GOAL:
Give the data again, word for word.

STORED ROWS:
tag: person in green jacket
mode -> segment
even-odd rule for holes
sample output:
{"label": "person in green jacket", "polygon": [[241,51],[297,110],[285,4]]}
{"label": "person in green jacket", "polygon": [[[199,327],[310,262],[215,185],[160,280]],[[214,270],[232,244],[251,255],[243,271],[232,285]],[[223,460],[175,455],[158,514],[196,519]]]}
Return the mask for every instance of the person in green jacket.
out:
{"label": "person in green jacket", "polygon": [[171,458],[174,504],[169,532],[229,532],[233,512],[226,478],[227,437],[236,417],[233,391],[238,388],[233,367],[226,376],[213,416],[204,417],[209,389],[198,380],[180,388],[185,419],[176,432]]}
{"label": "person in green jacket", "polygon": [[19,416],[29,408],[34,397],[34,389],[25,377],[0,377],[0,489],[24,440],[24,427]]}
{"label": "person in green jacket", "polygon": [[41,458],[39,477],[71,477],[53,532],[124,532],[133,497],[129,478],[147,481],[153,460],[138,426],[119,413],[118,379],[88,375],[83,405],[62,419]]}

FULL ANSWER:
tag: person in green jacket
mode -> segment
even-odd rule for holes
sample output:
{"label": "person in green jacket", "polygon": [[241,51],[297,110],[285,4]]}
{"label": "person in green jacket", "polygon": [[[199,327],[310,262],[215,185],[160,280]],[[214,270],[232,244],[251,255],[243,271],[232,285]],[[223,460],[175,455],[158,514],[196,519]]]}
Return the mask for every instance of the person in green jacket.
out:
{"label": "person in green jacket", "polygon": [[171,458],[174,504],[169,532],[229,532],[233,512],[226,478],[227,437],[236,417],[233,391],[238,388],[233,367],[226,376],[213,416],[204,417],[209,389],[198,380],[180,388],[185,419],[176,432]]}
{"label": "person in green jacket", "polygon": [[19,416],[29,408],[34,397],[34,389],[25,377],[0,377],[0,489],[24,440],[24,427]]}
{"label": "person in green jacket", "polygon": [[41,458],[39,477],[71,477],[53,532],[124,532],[133,497],[129,478],[147,481],[153,460],[138,426],[119,413],[118,379],[88,375],[83,405],[62,419]]}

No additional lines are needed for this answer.